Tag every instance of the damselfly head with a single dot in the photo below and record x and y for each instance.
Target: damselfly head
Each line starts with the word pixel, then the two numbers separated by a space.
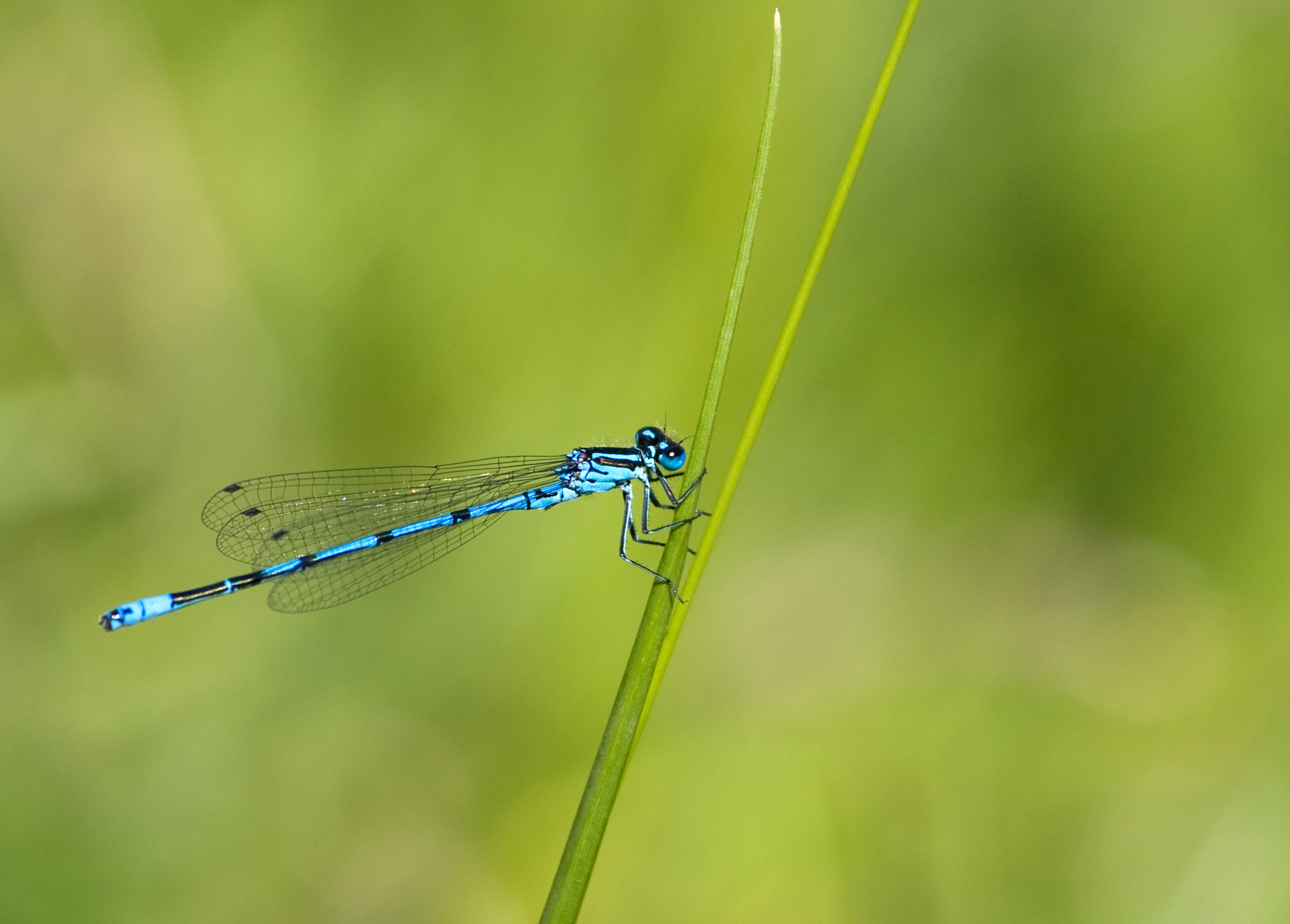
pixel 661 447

————

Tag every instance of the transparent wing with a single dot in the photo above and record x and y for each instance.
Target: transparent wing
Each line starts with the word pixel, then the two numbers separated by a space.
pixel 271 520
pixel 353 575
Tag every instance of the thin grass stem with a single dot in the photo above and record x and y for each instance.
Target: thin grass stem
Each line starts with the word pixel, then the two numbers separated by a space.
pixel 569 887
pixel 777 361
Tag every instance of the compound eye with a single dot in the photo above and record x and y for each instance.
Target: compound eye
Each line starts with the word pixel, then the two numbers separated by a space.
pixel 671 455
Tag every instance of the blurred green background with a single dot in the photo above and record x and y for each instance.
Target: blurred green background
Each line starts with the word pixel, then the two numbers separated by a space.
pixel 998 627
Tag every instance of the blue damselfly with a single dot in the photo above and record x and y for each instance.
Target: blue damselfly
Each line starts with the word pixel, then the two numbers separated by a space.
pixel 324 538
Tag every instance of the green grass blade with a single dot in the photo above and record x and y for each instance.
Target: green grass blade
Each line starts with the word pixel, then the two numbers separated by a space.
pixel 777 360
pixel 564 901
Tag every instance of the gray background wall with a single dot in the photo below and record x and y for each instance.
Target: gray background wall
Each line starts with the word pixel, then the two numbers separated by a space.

————

Indicate how many lines of the material contain the string "transparent", giving the number and nothing more.

2